=== WHAT IS BEING ASKED ===
Nothing in the records may change when you print them out again.

(Referring expression pointing data)
----------------------------------------

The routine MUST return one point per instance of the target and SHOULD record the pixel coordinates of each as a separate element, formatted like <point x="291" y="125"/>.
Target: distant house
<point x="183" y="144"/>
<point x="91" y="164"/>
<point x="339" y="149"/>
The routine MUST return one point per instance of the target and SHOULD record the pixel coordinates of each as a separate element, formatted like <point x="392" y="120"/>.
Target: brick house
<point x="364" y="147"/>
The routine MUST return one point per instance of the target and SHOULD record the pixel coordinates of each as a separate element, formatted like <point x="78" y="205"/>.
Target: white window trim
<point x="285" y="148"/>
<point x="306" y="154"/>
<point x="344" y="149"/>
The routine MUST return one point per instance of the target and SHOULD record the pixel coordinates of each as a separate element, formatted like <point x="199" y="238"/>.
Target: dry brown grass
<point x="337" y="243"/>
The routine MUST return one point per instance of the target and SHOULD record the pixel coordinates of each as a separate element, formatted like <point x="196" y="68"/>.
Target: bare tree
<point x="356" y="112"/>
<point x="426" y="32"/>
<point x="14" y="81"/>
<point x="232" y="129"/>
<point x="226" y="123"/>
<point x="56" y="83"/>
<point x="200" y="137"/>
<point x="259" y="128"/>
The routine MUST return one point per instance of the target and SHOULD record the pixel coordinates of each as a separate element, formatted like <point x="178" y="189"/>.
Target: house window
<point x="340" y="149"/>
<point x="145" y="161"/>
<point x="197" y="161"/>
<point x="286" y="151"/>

----------------------------------------

=== TASK RESPONSE ===
The routine MUST return one point per instance of the target and SHOULD record the pixel coordinates of each as a separate element, formatted like <point x="291" y="125"/>.
Target: distant house
<point x="183" y="144"/>
<point x="91" y="164"/>
<point x="339" y="149"/>
The routine MUST return one point per instance of the target and SHOULD record the pixel coordinates of each as a separate element, formatted like <point x="392" y="120"/>.
Target: brick house
<point x="364" y="147"/>
The routine MUST return one point per instance of the target and SHOULD record the pixel coordinates of each as a separate element, formatted like <point x="78" y="205"/>.
Target: white window trim
<point x="285" y="148"/>
<point x="306" y="154"/>
<point x="344" y="149"/>
The routine MUST return one point per instance of the target and SHOULD record the pixel coordinates of each as a separate element, formatted like <point x="199" y="238"/>.
Target: dry brown grass
<point x="337" y="243"/>
The routine MUST return one point per instance of the target and SHOULD record the pixel coordinates of each as a separate element, formatted like <point x="196" y="68"/>.
Target: bare tree
<point x="356" y="112"/>
<point x="426" y="32"/>
<point x="14" y="81"/>
<point x="232" y="129"/>
<point x="226" y="123"/>
<point x="56" y="83"/>
<point x="200" y="137"/>
<point x="259" y="128"/>
The routine MUST return one point per instance of the target and SHOULD record the pixel coordinates of each as a separate element, formatted like <point x="178" y="189"/>.
Target: house window
<point x="340" y="149"/>
<point x="145" y="161"/>
<point x="197" y="161"/>
<point x="286" y="151"/>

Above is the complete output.